Problem -
What you return must be exactly the lines running from the one with "Put a point on every instance of the gray curtain" to the end of the data below, inclusive, and nothing more.

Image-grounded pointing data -
=== Begin Enclosure ===
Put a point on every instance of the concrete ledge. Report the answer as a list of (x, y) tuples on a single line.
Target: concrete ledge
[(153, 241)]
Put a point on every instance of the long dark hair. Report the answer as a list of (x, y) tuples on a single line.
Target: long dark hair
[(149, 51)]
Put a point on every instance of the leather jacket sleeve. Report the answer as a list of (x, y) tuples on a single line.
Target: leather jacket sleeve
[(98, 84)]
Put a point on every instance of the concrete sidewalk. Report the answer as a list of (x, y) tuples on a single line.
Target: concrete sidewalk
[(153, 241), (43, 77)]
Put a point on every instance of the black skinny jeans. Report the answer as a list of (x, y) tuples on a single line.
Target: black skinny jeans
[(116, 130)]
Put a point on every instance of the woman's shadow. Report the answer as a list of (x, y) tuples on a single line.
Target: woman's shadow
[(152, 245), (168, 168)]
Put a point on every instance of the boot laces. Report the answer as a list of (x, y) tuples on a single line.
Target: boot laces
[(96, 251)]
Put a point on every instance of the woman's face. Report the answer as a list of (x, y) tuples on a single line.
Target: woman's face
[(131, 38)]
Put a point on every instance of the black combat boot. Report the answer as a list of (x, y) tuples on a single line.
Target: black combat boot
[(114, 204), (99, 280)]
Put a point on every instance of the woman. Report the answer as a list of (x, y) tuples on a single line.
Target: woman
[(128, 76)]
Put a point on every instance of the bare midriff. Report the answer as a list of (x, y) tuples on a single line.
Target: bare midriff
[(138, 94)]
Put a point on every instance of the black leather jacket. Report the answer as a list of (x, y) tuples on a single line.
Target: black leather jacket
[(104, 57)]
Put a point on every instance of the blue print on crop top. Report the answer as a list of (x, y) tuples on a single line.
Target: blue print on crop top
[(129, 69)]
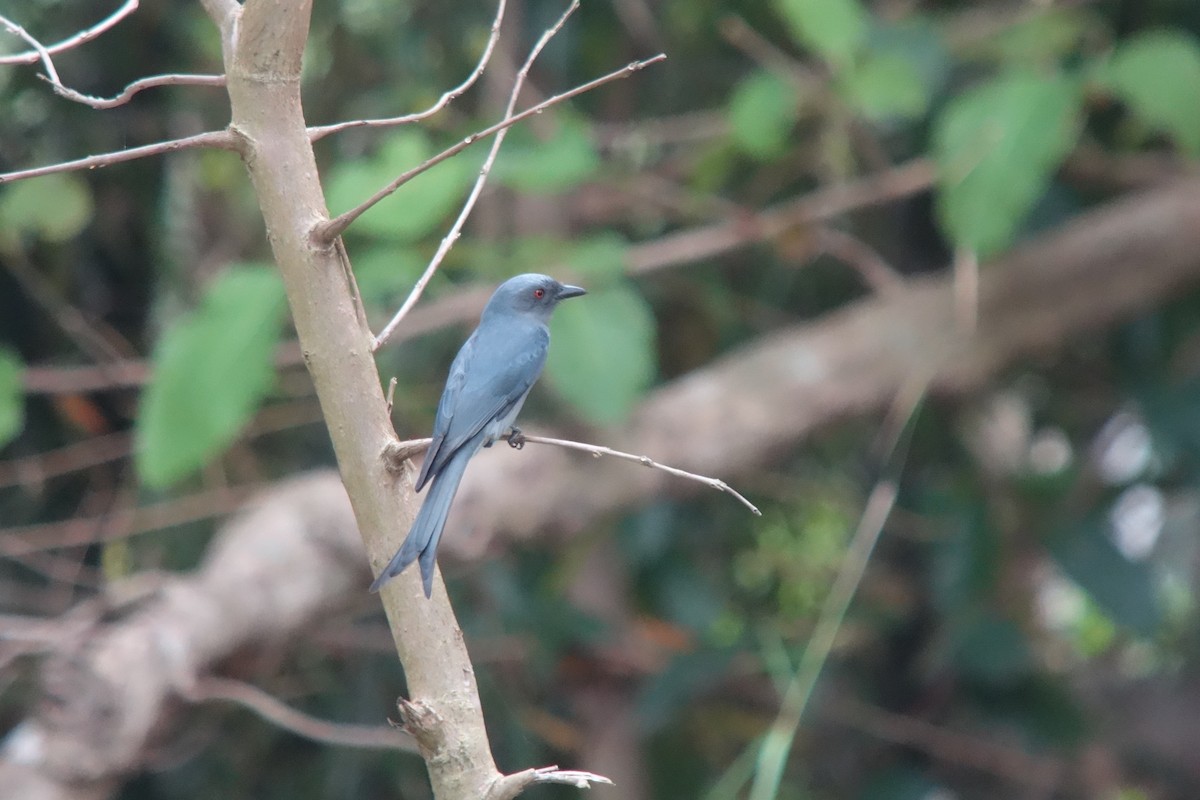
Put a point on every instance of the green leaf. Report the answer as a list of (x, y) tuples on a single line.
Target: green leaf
[(835, 29), (1158, 76), (54, 208), (1122, 588), (1044, 37), (12, 396), (762, 112), (211, 370), (997, 148), (885, 86), (601, 356), (562, 162), (418, 206), (993, 650)]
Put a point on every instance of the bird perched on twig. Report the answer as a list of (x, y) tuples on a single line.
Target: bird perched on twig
[(489, 382)]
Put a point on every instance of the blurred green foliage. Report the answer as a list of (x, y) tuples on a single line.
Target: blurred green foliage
[(1011, 596)]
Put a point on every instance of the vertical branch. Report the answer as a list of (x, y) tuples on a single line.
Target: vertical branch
[(263, 67)]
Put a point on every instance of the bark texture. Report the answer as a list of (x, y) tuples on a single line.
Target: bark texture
[(295, 555)]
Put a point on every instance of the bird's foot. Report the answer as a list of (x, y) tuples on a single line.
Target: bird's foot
[(516, 439)]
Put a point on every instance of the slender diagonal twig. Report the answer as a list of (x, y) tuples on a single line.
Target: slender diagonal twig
[(777, 743), (279, 713), (333, 228), (480, 180), (321, 131), (142, 84), (82, 37), (598, 451), (214, 139)]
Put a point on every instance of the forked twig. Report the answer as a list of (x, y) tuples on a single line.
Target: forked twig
[(82, 37), (329, 230), (321, 131), (63, 90), (215, 139), (480, 180)]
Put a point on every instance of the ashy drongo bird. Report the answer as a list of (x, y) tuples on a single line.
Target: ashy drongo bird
[(489, 382)]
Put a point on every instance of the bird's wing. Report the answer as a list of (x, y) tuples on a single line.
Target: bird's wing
[(489, 377), (437, 453)]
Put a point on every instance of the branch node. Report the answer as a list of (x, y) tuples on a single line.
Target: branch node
[(424, 723)]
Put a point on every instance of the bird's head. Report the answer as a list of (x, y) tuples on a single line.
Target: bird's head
[(531, 294)]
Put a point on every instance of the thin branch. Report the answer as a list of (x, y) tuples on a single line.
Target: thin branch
[(871, 268), (82, 37), (334, 228), (598, 451), (63, 90), (34, 469), (478, 188), (279, 713), (174, 79), (215, 139), (322, 131), (510, 786), (121, 523)]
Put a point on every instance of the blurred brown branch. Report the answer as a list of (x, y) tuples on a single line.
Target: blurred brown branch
[(1109, 264)]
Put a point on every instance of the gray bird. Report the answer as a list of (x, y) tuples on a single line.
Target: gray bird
[(489, 382)]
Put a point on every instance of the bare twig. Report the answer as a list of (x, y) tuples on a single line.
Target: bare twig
[(322, 131), (82, 37), (477, 190), (174, 79), (966, 290), (63, 90), (333, 228), (871, 268), (215, 139), (120, 523), (510, 786), (279, 713), (598, 451), (777, 743)]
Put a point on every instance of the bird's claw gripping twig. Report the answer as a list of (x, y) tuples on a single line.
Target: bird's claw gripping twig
[(516, 438)]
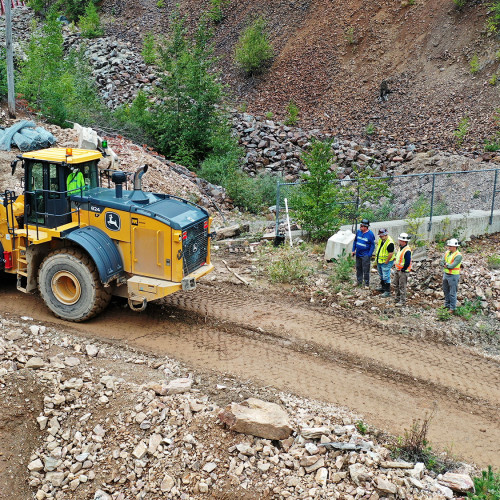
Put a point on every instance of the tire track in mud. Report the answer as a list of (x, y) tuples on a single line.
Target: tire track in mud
[(298, 349), (442, 365)]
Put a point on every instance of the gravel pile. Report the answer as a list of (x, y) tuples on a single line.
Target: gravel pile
[(118, 424)]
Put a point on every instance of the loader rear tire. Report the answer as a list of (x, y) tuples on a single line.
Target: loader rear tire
[(70, 286)]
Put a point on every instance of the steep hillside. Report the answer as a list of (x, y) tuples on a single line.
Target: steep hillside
[(331, 57)]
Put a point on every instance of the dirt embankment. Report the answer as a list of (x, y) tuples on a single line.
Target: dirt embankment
[(331, 58)]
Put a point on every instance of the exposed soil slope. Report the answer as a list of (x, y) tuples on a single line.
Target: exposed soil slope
[(331, 57)]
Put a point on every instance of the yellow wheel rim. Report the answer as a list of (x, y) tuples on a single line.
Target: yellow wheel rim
[(66, 287)]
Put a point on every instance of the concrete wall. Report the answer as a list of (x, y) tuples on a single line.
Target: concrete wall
[(475, 223)]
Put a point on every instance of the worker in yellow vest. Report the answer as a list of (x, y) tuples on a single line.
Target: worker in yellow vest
[(451, 262), (75, 183), (384, 258), (403, 267)]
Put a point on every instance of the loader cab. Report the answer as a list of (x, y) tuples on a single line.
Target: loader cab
[(48, 176)]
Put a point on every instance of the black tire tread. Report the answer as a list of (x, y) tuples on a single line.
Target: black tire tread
[(103, 296)]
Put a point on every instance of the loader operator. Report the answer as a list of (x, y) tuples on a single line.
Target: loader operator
[(75, 182)]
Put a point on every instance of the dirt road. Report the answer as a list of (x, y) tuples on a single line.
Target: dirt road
[(277, 340)]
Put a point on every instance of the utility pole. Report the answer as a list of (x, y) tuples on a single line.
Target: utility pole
[(11, 97)]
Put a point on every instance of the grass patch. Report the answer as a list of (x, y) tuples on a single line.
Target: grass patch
[(413, 446), (487, 486), (443, 314), (469, 308), (494, 261), (288, 265), (343, 269)]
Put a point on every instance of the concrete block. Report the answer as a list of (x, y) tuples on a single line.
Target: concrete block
[(338, 244)]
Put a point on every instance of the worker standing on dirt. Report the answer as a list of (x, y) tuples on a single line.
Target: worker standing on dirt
[(451, 262), (384, 260), (403, 267), (362, 248)]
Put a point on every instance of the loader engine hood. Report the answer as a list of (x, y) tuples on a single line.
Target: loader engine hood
[(176, 212)]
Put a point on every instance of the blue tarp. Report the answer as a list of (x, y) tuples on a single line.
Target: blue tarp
[(25, 136)]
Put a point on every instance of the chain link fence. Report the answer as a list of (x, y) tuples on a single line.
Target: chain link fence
[(414, 196)]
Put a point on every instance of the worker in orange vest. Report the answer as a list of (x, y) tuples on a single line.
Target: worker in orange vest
[(451, 262), (403, 267)]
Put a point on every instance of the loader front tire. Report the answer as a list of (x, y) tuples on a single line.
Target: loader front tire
[(70, 286)]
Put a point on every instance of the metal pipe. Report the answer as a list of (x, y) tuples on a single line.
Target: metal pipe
[(429, 226), (277, 208), (138, 176), (493, 196)]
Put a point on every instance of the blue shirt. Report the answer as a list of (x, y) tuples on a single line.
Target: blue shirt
[(364, 243)]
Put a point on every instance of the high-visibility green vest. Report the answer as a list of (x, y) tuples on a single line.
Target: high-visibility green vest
[(382, 256), (75, 182), (400, 258), (449, 258)]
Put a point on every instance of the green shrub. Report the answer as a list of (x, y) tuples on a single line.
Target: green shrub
[(251, 193), (462, 130), (313, 201), (487, 487), (492, 144), (293, 114), (493, 21), (474, 64), (3, 73), (89, 23), (149, 48), (289, 265), (413, 446), (469, 308), (253, 49)]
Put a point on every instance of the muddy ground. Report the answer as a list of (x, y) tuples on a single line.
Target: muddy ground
[(278, 338)]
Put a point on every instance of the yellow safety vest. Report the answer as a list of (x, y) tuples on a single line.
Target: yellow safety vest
[(382, 256), (449, 258), (75, 183), (400, 259)]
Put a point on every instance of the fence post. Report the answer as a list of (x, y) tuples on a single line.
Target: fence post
[(429, 226), (277, 208), (493, 196)]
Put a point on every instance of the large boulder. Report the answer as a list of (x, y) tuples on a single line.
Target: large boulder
[(258, 418)]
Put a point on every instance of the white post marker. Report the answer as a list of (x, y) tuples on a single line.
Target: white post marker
[(288, 223)]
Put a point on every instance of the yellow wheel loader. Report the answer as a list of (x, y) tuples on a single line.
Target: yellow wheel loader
[(79, 243)]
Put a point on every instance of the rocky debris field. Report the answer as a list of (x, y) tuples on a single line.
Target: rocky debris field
[(98, 421), (277, 149)]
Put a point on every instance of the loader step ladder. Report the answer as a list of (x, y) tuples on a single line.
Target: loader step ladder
[(26, 238), (22, 269)]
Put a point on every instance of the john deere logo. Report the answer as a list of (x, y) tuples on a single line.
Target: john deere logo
[(113, 222)]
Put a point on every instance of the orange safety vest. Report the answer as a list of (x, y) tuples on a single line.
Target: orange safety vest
[(449, 258), (400, 259)]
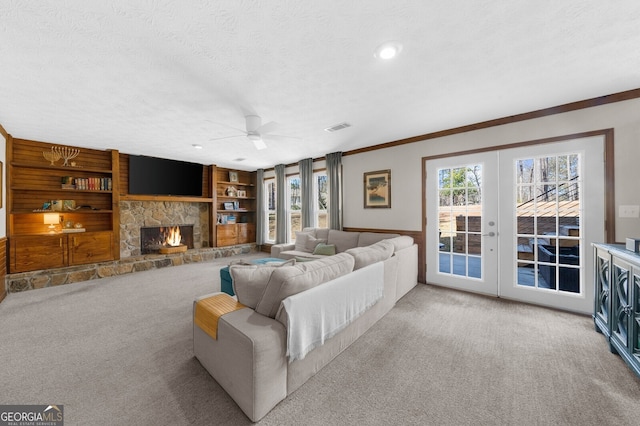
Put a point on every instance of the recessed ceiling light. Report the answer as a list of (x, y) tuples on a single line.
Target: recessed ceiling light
[(388, 50), (337, 127)]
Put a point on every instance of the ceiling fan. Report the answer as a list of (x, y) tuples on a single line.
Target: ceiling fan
[(255, 131)]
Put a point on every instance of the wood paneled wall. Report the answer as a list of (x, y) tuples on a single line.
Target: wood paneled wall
[(3, 267)]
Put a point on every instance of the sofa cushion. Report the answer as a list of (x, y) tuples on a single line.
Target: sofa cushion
[(325, 249), (401, 242), (364, 256), (343, 240), (250, 281), (289, 280), (368, 238), (301, 241)]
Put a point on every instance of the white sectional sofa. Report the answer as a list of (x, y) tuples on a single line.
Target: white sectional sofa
[(261, 353)]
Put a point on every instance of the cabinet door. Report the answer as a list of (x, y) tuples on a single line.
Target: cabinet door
[(33, 252), (602, 289), (246, 233), (635, 316), (227, 235), (621, 281), (90, 247)]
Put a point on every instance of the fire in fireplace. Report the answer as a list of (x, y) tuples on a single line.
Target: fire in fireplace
[(158, 239)]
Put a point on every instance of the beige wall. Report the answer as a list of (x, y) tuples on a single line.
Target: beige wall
[(405, 162)]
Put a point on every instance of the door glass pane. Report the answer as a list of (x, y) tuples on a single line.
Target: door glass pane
[(460, 221), (547, 214)]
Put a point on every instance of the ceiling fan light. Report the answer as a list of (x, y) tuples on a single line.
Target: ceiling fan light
[(259, 143), (388, 50)]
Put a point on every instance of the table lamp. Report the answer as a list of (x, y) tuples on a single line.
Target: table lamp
[(51, 219)]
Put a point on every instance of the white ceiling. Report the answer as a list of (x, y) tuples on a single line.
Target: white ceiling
[(155, 77)]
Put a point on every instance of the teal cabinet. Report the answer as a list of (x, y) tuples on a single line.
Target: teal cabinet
[(616, 311)]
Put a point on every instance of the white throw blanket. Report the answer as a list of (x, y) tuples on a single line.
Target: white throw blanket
[(319, 313)]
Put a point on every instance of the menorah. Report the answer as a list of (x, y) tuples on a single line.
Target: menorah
[(52, 156), (66, 153)]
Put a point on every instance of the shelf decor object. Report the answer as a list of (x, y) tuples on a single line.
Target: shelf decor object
[(66, 153), (51, 156), (51, 219)]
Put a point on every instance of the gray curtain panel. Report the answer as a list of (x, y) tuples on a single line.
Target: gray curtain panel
[(260, 207), (281, 223), (306, 183), (334, 178)]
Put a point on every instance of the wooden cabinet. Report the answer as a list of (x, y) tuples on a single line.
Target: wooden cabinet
[(84, 192), (33, 252), (234, 206), (246, 233), (90, 247), (47, 251), (617, 300)]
=== End Enclosure ===
Worked solution -
Put a point on every instance of the gray curtain panel. Report the answer as a list of (x, y) tuples on a single line.
Target: gray curtain panel
[(260, 207), (281, 223), (306, 183), (334, 178)]
Put a point on every instance of the wooden cabinet. Report the answer as a list of (x, y) tuples on a single line.
Target: wooden cabinet
[(84, 192), (33, 252), (234, 206), (246, 233), (90, 247), (47, 251), (617, 300)]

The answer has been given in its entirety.